Task statement - Print, from the listing below, the lines starting at the line containing "Where can the statue's robe" and ending at the line containing "Where can the stone", exactly as they stand, and print nothing else.

Source records -
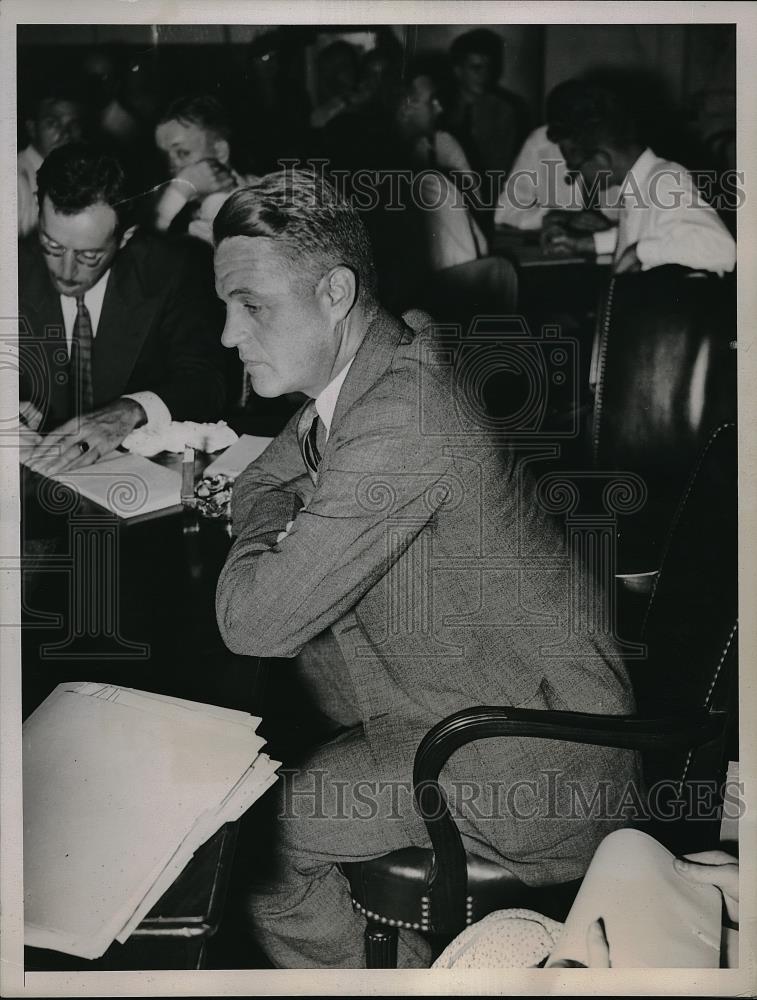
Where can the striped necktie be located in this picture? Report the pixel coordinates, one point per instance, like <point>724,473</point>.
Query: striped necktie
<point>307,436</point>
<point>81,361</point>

...

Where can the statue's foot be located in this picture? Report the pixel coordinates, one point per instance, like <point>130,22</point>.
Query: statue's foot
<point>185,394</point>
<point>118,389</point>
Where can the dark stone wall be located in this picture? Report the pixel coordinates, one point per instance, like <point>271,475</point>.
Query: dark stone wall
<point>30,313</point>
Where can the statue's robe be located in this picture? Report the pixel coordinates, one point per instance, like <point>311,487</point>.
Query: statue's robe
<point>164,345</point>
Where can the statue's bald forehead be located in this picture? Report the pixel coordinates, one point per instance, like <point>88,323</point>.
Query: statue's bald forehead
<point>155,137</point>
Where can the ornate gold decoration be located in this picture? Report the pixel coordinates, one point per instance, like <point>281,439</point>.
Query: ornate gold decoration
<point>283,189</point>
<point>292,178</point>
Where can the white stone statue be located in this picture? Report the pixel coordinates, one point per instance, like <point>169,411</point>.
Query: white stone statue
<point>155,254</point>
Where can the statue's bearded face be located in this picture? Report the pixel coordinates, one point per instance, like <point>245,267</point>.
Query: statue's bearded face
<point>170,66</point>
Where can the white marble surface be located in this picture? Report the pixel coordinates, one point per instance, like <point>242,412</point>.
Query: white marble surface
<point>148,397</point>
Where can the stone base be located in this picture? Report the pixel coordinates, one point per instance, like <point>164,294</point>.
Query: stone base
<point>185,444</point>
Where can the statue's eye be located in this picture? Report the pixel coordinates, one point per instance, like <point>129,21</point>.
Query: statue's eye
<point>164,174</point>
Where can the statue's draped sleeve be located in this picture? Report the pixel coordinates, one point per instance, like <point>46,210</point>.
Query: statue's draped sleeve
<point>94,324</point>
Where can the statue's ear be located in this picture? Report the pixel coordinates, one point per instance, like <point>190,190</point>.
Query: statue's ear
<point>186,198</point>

* * *

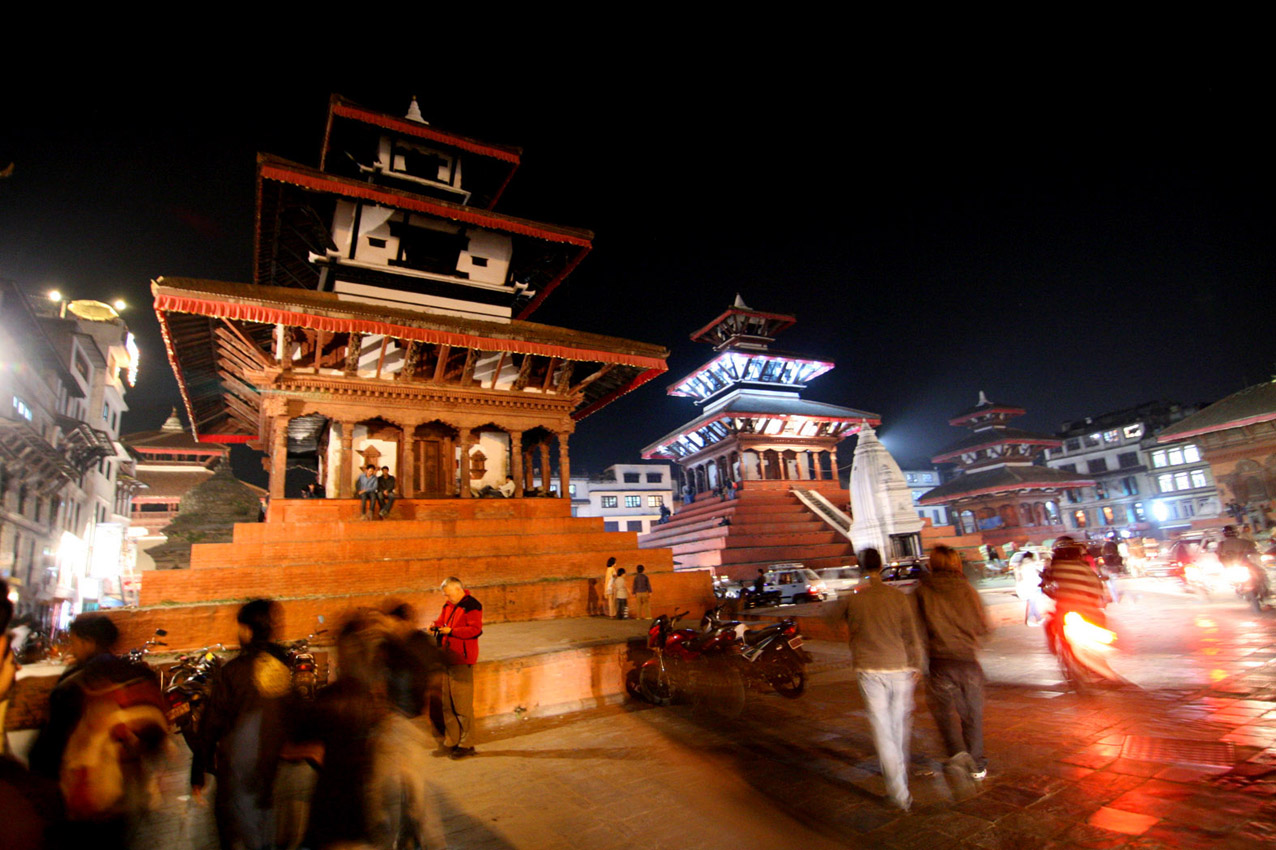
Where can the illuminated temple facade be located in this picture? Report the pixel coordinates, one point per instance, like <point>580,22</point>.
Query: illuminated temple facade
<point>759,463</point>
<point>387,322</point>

Task response -
Where can the statue's robe be located in this picture? Report the pixel coordinates, one point per instance, like <point>311,487</point>.
Query: statue's robe
<point>164,345</point>
Where can the statue's bald forehead be located in this picture? Report the pixel coordinates, one point per instance, like <point>88,323</point>.
Query: statue's bald forehead
<point>155,137</point>
Where can the ornate gold decoration be located in this picture? Report the pixel coordinates, one point per instance, like <point>281,439</point>.
Query: ornate gold decoration
<point>283,189</point>
<point>292,178</point>
Where can the white stone statue be located in this picture? Report the pixel coordinates, one point per instance, like <point>169,411</point>.
Query: white stone statue
<point>155,254</point>
Where can the statue's bearded face be located in this picture? Report the pixel coordinates, one point per instance, like <point>245,267</point>.
Query: statue's bearded face
<point>170,66</point>
Where can the white marble surface be located in this picture? Report the pixel coordinates, one point per instance, like <point>242,412</point>.
Query: white marble surface
<point>148,397</point>
Where can the stone base be located in this picture? Report the pixel coordinates, one point per instance, like <point>164,294</point>.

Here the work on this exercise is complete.